O C6 Fest no Rio de Janeiro é cria do saudoso Free Jazz, o que justifica e explica uma noite inteira dedicada à nova encarnação do gênero.
Domi and JD Beck, Samara Joy e Jon Batiste são jovens que estão diluindo as barreiras do jazz ao unir seus improvisos e virtuosismo um alto grau de inventividade, presença de palco e carisma – uma combinação que se provou irresistível para o público carioca na segunda noite do C6 Fest.
C6 Fest no Rio: veja como foi o show de Domi and JD Beck
Domi and JD Beck disseram ter voado mais de 20 horas para estarem ali – porém, não aparentavam. Cansaço e fusos desconexos não parecem ter impactado a coesão rítmica do duo que vem chamando atenção desde 2018, assinou com a gravadora de .Anderson Paak e lançou seu álbum de estreia, NOT TiGHT, no ano passado.

··········

> _Exercícios propostos_:
(1) Responda com base no texto sobre o C6 Fest:
(a) De qual festival o C6 Fest no Rio de Janeiro é cria?
(b) Em qual noite do festival se apresentaram Domi and JD Beck, Samara Joy e Jon Batiste?
(c) Qual é o nome do álbum de estreia de Domi and JD Beck?
(2) Reproduza fielmente o trecho do texto sobre o C6 Fest que vai de "O C6 Fest no" até "no ano passado.".

··········

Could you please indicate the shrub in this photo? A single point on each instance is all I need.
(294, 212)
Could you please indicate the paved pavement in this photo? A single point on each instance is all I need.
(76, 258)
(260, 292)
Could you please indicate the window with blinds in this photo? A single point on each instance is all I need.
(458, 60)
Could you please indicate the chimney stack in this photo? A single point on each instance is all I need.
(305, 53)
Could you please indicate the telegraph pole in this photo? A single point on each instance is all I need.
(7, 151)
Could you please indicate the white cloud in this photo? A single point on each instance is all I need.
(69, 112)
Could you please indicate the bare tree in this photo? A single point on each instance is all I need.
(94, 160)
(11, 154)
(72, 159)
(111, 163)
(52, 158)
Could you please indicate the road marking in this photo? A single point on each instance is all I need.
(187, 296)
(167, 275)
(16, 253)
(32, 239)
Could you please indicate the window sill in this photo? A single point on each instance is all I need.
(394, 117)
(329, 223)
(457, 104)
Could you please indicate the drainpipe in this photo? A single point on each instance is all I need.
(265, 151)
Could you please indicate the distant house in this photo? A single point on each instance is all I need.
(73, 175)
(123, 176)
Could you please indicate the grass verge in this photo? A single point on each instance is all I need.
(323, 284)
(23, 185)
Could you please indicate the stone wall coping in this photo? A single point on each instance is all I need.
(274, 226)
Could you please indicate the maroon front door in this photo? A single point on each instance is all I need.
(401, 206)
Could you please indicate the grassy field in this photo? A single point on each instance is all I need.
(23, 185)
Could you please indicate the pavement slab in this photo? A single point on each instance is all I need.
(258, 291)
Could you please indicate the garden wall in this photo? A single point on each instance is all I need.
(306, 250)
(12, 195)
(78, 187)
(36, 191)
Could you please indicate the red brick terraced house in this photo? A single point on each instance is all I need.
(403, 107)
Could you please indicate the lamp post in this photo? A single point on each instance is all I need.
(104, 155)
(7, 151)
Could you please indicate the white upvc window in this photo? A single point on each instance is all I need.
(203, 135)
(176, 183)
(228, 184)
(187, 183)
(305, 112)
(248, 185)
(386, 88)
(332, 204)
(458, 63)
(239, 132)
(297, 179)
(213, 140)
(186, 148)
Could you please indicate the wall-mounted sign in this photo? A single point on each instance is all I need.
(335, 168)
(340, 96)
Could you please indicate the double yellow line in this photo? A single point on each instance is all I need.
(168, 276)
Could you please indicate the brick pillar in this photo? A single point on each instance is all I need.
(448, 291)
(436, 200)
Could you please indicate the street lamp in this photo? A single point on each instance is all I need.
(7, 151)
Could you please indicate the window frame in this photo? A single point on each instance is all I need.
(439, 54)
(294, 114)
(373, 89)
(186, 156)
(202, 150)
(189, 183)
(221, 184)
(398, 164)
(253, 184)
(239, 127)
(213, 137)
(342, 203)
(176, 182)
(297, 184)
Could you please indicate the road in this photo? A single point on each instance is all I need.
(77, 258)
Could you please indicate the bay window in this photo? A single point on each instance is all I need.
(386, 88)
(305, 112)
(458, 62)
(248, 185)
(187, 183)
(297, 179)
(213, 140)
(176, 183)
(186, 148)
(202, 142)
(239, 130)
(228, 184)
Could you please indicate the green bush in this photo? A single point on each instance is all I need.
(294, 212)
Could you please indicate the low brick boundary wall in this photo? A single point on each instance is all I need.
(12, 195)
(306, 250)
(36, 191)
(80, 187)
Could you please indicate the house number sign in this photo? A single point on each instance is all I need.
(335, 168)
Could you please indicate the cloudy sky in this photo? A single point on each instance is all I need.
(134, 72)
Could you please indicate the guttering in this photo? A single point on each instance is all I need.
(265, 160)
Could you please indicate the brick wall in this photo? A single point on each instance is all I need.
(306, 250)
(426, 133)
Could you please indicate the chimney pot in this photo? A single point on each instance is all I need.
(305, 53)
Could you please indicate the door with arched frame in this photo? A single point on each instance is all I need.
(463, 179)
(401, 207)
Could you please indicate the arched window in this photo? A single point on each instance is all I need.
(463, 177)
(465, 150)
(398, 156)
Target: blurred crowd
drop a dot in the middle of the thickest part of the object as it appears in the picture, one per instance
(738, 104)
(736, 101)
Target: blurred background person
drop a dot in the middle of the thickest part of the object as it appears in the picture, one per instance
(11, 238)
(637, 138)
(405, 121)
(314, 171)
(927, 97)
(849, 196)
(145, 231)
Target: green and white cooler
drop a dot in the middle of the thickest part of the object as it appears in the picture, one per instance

··········

> _Respostas dos exercícios_:
(1)
(a) Do Free Jazz.
(b) Na segunda noite do C6 Fest.
(c) NOT TiGHT.

(2)
O C6 Fest no Rio de Janeiro é cria do saudoso Free Jazz, o que justifica e explica uma noite inteira dedicada à nova encarnação do gênero.
Domi and JD Beck, Samara Joy e Jon Batiste são jovens que estão diluindo as barreiras do jazz ao unir seus improvisos e virtuosismo um alto grau de inventividade, presença de palco e carisma – uma combinação que se provou irresistível para o público carioca na segunda noite do C6 Fest.
C6 Fest no Rio: veja como foi o show de Domi and JD Beck
Domi and JD Beck disseram ter voado mais de 20 horas para estarem ali – porém, não aparentavam. Cansaço e fusos desconexos não parecem ter impactado a coesão rítmica do duo que vem chamando atenção desde 2018, assinou com a gravadora de .Anderson Paak e lançou seu álbum de estreia, NOT TiGHT, no ano passado.